◆ Work request
Each line from the one containing "If you could identify the dark" to the last line of the listing below must be reproduced exactly, and nothing more.
(Data for the task)
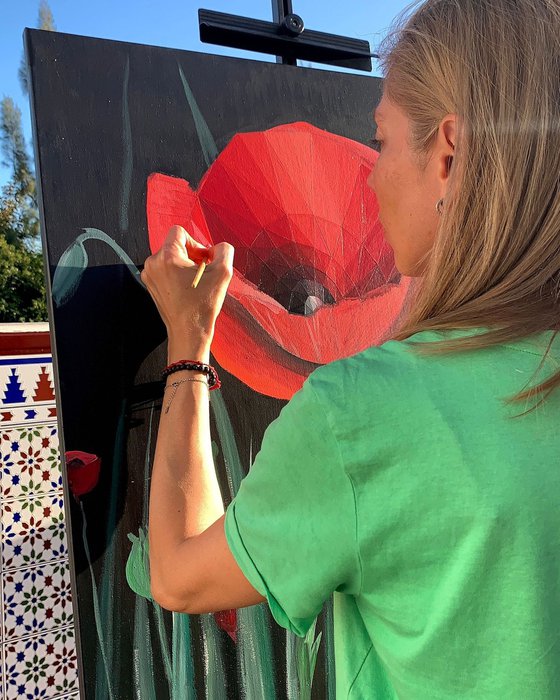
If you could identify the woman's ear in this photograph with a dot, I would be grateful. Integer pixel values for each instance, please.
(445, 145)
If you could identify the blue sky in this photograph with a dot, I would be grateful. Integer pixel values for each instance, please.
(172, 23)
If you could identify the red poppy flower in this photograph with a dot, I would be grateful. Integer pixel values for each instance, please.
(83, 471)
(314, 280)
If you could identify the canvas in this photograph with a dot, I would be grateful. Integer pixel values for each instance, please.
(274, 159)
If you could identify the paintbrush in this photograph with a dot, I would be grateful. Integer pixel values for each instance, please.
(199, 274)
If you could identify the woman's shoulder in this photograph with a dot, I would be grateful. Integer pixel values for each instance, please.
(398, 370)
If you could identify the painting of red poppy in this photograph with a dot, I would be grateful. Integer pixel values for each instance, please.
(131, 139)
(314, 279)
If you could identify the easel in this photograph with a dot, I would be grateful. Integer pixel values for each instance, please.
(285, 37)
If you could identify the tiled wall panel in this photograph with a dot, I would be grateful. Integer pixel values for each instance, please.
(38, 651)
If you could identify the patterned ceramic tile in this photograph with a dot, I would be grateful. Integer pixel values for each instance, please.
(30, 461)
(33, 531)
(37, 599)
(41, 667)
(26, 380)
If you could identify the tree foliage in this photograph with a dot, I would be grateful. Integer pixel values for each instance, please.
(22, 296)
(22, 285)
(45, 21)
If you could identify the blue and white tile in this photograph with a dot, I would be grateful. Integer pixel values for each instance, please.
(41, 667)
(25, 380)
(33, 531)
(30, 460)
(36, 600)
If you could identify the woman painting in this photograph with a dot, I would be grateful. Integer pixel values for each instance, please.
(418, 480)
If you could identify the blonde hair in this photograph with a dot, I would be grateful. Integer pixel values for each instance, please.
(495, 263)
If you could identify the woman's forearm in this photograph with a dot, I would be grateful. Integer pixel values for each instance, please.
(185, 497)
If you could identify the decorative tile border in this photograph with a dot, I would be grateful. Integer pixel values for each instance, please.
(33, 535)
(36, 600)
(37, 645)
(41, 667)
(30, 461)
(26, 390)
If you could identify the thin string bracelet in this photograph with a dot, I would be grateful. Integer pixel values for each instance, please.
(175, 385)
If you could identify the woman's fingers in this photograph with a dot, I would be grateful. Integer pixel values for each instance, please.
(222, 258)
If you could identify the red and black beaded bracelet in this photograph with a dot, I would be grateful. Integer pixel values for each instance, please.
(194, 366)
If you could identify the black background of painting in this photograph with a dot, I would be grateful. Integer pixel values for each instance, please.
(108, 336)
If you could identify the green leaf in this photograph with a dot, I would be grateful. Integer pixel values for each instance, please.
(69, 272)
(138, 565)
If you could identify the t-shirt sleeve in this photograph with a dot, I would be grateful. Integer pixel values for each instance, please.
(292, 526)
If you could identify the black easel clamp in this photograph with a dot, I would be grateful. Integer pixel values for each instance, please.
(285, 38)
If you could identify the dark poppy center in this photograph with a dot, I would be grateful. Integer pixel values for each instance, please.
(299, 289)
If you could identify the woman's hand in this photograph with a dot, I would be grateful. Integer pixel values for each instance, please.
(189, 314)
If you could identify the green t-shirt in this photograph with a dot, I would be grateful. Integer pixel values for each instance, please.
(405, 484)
(End Data for the task)
◆ Task answer
If you could identify the dark poppy center in this photograph with a dot, I would be grateful. Integer pixel values for each instance, please.
(299, 289)
If you could identify the woman's hand in this photograph with a dot, I would be grateful. Integer pixel values for each instance, please.
(189, 314)
If you could identify the green t-shirt in this photograph with a dot, I would be grateful. Integer pixel values for each instance, please.
(405, 484)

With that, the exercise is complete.